--- TASK INPUT ---
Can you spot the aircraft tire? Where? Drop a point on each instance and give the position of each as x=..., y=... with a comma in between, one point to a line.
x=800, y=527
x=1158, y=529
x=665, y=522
---
--- TASK INPUT ---
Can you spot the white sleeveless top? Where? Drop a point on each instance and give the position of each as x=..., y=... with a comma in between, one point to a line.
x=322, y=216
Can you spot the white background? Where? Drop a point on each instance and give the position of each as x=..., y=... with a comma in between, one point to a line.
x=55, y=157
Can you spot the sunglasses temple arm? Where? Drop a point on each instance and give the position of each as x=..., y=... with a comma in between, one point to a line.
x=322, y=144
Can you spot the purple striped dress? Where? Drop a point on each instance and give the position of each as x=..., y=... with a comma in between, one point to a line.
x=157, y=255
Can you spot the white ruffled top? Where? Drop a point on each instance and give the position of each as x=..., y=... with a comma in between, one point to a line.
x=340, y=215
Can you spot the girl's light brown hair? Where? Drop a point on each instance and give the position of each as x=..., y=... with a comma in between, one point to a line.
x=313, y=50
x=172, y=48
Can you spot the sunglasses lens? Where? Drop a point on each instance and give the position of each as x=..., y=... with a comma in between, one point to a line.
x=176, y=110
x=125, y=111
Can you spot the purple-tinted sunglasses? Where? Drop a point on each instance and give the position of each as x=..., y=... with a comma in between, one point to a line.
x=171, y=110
---
--- TASK INPUT ---
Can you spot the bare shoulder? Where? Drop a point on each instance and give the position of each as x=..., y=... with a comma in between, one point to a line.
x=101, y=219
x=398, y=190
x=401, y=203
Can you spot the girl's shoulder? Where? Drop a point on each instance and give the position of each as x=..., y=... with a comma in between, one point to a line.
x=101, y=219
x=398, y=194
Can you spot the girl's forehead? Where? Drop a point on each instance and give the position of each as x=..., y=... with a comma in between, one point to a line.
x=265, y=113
---
Copy out the lines of the items that start with the one containing "Can you spot the aircraft" and end with the one containing "x=665, y=522", including both, with no changes and nothing else.

Can you spot the aircraft tire? Where? Drop a point on each instance and give the position of each as x=..., y=... with a comma in between, one point to a line.
x=800, y=527
x=1158, y=529
x=665, y=522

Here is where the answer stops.